**Stored items from a collection**

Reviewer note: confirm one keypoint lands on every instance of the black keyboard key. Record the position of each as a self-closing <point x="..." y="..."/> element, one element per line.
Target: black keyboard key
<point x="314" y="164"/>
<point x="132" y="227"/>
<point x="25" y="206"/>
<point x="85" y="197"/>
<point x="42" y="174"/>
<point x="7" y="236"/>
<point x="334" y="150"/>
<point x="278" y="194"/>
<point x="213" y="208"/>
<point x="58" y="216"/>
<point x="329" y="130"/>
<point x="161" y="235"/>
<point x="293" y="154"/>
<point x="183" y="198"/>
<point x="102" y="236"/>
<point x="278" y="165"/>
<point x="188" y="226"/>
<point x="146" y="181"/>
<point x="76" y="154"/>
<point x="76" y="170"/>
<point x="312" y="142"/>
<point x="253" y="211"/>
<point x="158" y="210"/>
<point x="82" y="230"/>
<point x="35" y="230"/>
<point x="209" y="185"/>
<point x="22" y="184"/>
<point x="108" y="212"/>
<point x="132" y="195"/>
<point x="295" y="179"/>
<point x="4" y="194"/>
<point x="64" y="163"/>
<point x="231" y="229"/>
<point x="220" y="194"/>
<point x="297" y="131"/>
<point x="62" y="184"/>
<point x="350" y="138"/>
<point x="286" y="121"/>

**Work instructions**
All lines above should be output verbatim.

**Solved problem**
Reviewer note: confirm one keypoint lands on every instance of the black keyboard key. Record the position of each as a self-closing <point x="..." y="..."/> element, one element per line.
Target: black keyboard key
<point x="314" y="164"/>
<point x="132" y="227"/>
<point x="25" y="206"/>
<point x="85" y="197"/>
<point x="42" y="174"/>
<point x="7" y="236"/>
<point x="334" y="150"/>
<point x="278" y="194"/>
<point x="213" y="208"/>
<point x="58" y="216"/>
<point x="329" y="130"/>
<point x="161" y="235"/>
<point x="293" y="154"/>
<point x="183" y="198"/>
<point x="102" y="236"/>
<point x="278" y="165"/>
<point x="188" y="226"/>
<point x="146" y="181"/>
<point x="76" y="154"/>
<point x="76" y="170"/>
<point x="312" y="142"/>
<point x="253" y="211"/>
<point x="158" y="210"/>
<point x="82" y="230"/>
<point x="35" y="230"/>
<point x="209" y="185"/>
<point x="22" y="184"/>
<point x="108" y="212"/>
<point x="132" y="195"/>
<point x="295" y="179"/>
<point x="4" y="194"/>
<point x="64" y="163"/>
<point x="231" y="229"/>
<point x="220" y="194"/>
<point x="297" y="131"/>
<point x="62" y="184"/>
<point x="350" y="138"/>
<point x="286" y="121"/>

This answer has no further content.